Una última cuestión: ¿Cuándo y cómo nace esta nueva existencia? La respuesta del Nuevo Testamento es clara: el hombre nuevo es resultado de un renacimiento, el bautismo. Allí somos insertados en el destino de Jesús, en su muerte y resurrección, y somos transformados por el Espíritu; allí se produce lo que hemos llamado «justificación», que equivale a una nueva creación. La Sagrada Escritura expresa esta recreación del Espíritu con dos grandes símbolos, el fuego y el agua. El fuego simboliza la acción de Dios que purifica y depura. No se trata de un fuego que llega desde fuera y calcina al objeto, sino de una llama que se introduce en el corazón del hombre, lo purifica y lo hace renacer (cf. Mal 3,2; Za 13,9; Mt 3,11; 1 Pe 1,7). Y en el Evangelio de Juan, el Espíritu aparece sobre todo como agua viva que se derrama, cala lo reseco, fecunda lo agotado y calma la sed. Así aparece en los diálogos de Jesús con Nicodemo (cf. Jn 3,1-8) y la samaritana (cf. Jn 4,10-16), y, sobre todo, en la gran declaración, de Jn 7,37-39.
2. El Espíritu nos da unas nuevas facultades: las virtudes teologales
En la descripción de la santidad que hace el Vaticano II, y que acabamos de citar, aparecen las tres «virtudes teologales»: la fe, la esperanza y la caridad. Son las nuevas capacidades que adaptan las facultades del hombre para vivir en relación con la Santísima Trinidad. Nos son infundidas por el Espíritu Santo junto con la gracia santificante y nos hacen capaces de obrar como hijos de Dios. Por eso son las que fundan, animan y caracterizan el obrar moral del cristiano.
La fe es la virtud teologal por la que creemos en Dios y en todo lo que él nos ha dicho y revelado y que la Iglesia nos propone para creerlo.
Por la esperanza deseamos y esperamos de Dios, con una firme confianza, la vida eterna y las gracias para merecerla.
Por la caridad amamos a Dios sobre todas las cosas y a nuestro prójimo como a nosotros mismos por amor de Dios.
Aunque se distinguen entre sí, las tres virtudes teologales están íntimamente unidas. En realidad componen una única actitud fundamental, como subraya el Vaticano II al hablarnos de «la fe viva, que suscita esperanza y obra por la caridad» (Lumen gentium, 41). Y la que las unifica es la más importante de ellas, la caridad, fuente y término de toda la vida cristiana. Porque la caridad es la que purifica nuestra facultad humana de amar y la eleva a la perfección sobrenatural del amor divino. Con razón dice San Pablo: «Si no tengo caridad, nada soy; si no tengo caridad, nada me aprovecha» (1 Cor 13,1-4). Y también: «Ahora subsisten la fe, la esperanza y la caridad, estas tres. Pero la mayor de todas ellas es la caridad» (1 Cor 13,13).

## SECCIÓN DE DATOS
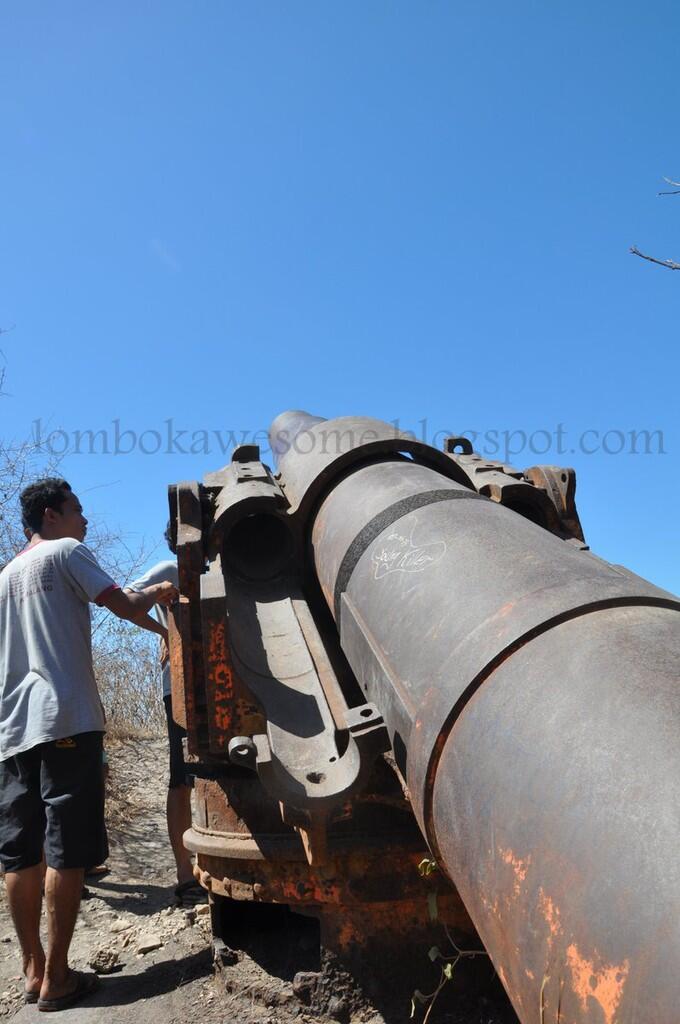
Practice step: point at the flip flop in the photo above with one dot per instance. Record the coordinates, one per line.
(85, 984)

## INSTRUCCIÓN ESCRITA
Sustituye "firme" por "segura" en el tramo del fragmento sobre las virtudes teologales que va desde "Por la esperanza" hasta "amor de Dios.", y escribe ese tramo completo.

## RESULTADO CORRECTO
Por la esperanza deseamos y esperamos de Dios, con una segura confianza, la vida eterna y las gracias para merecerla.
Por la caridad amamos a Dios sobre todas las cosas y a nuestro prójimo como a nosotros mismos por amor de Dios.